Given exercise 1:
Please pull out every line of the records that contains the string "pine", treating uppercase and lowercase as different.

Passage given:

'''

Answer by Roger Stafford on 14 Mar 2014
Edited by Roger Stafford on 14 Mar 2014
 Accepted Answer

The following is approximately what I think you need to do. It may need some adjusting here and there. I am unable to test it directly on my own primitive version of matlab, but at least it will give you an idea of what I was trying to say in the outline. Note that I have assumed that the value zero would be all right as a lower limit in the "estimate" interval passed to 'fzero'. It should be okay if p-q>=1. Otherwise setting it properly would be a more difficult task. The upper end of the interval, 'up', is doubled until the inequality reverses. I also assume r>=0 to ensure that p-q-lambda-sqrt(r*lambda+exp(lambda-x) decreases as lambda increases. I am assuming the parameters p,q, r, and V can be passed to the subfunction 'samymax' in the manner I've shown here. Let me know if you encounter unsurmountable difficulties with this. Note that I haven't placed any options as to error tolerances in either 'fzero' or 'integral2'. You may want to specify these to guarantee good accuracy.
I do have one question. Do you anticipate encountering any singularities in the integrand from the division by f(x,y) for the specified ranges of x and y? Matlab's 'integral2' function is supposed to be able to handle singularities in the integrand but only if they are of an integrable nature- that is, only if the integral isn't divergent.

'''

(Position identification records)
'''

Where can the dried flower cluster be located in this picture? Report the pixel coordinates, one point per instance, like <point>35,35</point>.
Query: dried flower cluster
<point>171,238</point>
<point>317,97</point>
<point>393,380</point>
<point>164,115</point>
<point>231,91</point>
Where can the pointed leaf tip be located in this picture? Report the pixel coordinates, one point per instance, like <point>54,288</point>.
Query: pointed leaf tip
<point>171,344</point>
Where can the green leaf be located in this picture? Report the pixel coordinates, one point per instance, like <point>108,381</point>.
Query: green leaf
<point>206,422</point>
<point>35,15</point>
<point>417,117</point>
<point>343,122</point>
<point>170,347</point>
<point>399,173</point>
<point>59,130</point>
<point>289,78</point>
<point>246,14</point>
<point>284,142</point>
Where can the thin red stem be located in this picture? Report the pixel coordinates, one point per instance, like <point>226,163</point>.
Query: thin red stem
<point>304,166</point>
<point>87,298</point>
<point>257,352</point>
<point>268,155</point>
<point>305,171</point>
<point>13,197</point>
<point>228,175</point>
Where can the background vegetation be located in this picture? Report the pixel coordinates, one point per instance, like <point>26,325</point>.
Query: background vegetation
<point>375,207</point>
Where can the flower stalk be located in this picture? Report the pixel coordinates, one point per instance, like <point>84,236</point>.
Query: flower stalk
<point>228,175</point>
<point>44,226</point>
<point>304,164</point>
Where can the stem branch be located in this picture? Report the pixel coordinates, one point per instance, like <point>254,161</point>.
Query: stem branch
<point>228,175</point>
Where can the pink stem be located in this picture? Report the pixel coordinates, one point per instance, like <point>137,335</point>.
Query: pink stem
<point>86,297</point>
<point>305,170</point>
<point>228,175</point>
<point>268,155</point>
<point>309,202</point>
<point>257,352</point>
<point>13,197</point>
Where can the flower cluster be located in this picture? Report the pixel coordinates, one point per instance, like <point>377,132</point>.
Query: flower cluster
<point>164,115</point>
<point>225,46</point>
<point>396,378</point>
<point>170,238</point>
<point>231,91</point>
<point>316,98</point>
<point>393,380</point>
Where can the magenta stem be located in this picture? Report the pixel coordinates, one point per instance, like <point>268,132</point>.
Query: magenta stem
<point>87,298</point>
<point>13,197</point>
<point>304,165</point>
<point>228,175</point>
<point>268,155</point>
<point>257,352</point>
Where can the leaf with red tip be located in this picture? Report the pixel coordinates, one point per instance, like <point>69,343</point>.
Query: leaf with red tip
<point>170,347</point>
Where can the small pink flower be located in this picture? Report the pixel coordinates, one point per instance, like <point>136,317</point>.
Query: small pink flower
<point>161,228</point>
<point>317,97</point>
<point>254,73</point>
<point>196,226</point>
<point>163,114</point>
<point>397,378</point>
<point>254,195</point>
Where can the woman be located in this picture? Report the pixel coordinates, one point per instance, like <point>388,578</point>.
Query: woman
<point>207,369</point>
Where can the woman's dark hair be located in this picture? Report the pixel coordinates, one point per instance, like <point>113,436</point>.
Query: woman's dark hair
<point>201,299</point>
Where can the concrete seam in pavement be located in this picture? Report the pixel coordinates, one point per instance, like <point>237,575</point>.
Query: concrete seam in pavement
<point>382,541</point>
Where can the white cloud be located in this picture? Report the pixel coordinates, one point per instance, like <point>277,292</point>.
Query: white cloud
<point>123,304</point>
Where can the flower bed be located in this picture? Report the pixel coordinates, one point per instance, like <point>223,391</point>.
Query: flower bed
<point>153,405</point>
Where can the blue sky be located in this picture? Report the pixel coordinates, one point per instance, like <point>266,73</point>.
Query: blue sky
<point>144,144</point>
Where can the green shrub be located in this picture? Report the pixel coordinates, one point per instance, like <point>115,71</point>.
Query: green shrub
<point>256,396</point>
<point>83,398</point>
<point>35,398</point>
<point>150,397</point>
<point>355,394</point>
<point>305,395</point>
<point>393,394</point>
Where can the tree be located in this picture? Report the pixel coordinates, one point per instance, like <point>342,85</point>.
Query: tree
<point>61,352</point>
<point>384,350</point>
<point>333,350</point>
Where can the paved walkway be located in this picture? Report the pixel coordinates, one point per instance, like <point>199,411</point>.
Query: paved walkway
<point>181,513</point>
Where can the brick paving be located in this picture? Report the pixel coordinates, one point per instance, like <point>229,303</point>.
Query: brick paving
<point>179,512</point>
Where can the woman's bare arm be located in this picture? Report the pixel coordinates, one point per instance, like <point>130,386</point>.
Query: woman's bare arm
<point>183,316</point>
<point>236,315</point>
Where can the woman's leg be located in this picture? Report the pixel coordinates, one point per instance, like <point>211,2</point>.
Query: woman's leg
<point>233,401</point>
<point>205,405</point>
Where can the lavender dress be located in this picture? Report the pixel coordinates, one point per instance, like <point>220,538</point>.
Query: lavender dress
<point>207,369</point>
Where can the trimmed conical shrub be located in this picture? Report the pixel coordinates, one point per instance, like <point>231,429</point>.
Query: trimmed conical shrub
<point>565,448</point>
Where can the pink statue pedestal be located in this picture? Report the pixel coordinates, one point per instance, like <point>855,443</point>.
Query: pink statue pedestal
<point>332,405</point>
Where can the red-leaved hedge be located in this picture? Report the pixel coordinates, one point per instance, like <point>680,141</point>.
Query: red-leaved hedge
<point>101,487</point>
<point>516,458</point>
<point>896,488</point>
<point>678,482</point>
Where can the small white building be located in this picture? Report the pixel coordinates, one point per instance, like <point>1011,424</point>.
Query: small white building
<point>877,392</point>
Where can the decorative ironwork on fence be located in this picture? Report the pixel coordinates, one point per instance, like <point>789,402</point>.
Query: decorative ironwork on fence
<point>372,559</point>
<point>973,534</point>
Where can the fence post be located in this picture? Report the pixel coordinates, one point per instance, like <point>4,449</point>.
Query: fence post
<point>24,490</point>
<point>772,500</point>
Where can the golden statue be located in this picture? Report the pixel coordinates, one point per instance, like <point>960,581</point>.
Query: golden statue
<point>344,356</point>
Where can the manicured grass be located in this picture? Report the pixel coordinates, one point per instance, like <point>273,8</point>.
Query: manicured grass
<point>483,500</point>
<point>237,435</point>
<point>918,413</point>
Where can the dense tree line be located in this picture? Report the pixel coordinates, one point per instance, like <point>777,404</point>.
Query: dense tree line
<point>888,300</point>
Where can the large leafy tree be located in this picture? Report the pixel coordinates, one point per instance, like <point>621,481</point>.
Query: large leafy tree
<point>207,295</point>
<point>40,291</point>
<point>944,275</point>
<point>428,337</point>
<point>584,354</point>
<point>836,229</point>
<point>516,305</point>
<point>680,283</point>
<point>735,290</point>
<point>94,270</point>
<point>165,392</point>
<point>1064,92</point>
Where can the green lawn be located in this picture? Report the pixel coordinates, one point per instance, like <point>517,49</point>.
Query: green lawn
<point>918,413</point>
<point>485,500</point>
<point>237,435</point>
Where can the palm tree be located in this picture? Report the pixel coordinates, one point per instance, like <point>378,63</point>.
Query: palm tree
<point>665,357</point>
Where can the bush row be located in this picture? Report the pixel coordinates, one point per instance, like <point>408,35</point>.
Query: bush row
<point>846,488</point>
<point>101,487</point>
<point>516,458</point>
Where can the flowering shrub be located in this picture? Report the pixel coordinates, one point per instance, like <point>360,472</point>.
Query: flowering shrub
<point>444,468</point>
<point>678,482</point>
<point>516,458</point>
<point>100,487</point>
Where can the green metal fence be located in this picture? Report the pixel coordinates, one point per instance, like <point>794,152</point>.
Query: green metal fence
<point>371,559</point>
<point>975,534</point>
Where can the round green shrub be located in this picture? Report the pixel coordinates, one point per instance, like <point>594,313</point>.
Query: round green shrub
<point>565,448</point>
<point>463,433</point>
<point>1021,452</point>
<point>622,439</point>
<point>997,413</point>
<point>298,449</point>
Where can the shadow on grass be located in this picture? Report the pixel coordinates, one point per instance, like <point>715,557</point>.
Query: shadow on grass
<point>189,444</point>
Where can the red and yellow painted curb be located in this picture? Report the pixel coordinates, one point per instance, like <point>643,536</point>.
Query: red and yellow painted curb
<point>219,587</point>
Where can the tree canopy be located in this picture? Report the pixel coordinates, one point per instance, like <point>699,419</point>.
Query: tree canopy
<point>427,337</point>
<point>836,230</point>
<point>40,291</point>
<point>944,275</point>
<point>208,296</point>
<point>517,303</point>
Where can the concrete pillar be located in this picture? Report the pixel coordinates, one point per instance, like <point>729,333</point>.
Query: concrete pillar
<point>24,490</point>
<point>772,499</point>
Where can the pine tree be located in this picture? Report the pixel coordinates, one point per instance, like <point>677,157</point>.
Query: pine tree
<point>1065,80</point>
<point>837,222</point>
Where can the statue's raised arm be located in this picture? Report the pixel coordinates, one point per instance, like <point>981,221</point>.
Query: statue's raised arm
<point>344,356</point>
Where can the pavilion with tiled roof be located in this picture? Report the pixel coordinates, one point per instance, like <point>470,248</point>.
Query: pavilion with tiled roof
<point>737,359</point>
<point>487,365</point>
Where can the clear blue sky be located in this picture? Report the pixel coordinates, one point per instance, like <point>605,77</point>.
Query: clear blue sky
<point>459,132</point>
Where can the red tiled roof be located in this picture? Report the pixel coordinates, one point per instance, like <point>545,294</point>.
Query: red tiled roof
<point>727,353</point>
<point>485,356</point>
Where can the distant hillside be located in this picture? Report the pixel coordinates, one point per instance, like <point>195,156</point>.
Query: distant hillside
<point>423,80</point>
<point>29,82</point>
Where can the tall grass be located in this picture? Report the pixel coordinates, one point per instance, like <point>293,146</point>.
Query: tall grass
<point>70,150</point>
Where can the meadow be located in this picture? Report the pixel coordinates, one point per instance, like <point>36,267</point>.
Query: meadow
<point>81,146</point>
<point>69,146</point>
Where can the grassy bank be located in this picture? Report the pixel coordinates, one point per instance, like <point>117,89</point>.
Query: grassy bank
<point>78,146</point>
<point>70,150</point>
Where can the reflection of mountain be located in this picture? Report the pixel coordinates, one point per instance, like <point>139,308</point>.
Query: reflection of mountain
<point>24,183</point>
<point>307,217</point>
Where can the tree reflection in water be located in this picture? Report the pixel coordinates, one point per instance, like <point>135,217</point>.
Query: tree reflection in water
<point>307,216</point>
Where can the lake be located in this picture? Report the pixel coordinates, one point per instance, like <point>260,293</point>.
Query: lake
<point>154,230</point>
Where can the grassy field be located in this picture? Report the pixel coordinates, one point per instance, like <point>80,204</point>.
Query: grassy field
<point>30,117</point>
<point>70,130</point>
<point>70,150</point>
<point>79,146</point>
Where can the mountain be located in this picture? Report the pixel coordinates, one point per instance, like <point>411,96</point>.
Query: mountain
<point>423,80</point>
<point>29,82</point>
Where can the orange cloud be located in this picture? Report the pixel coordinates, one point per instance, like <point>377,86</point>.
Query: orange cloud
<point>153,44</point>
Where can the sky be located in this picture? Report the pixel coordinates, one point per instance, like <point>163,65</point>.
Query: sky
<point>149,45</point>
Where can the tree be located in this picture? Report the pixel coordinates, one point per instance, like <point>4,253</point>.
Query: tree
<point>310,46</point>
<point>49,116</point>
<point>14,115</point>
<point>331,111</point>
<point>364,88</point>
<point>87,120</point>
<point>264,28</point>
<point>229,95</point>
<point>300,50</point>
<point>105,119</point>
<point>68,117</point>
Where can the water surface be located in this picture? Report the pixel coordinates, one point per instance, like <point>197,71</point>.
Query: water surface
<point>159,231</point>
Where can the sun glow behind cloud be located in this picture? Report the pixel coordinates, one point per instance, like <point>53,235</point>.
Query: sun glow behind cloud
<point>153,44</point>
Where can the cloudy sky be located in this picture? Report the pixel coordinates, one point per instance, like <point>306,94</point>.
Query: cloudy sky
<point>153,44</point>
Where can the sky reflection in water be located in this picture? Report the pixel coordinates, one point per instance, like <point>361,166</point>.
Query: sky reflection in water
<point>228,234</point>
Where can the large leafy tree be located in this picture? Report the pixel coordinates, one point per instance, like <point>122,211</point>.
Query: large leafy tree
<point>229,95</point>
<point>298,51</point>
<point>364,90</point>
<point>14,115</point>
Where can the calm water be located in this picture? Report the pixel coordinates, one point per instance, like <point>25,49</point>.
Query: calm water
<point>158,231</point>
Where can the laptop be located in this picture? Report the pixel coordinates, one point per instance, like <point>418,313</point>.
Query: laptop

'''

Given exercise 2:
According to the MATLAB answer, what is done to the upper end of the interval, 'up'?

Worked answer 1:
Where can the pine tree be located in this picture? Report the pixel coordinates, one point per instance, like <point>677,157</point>.
Query: pine tree

Worked answer 2:
It is doubled until the inequality reverses.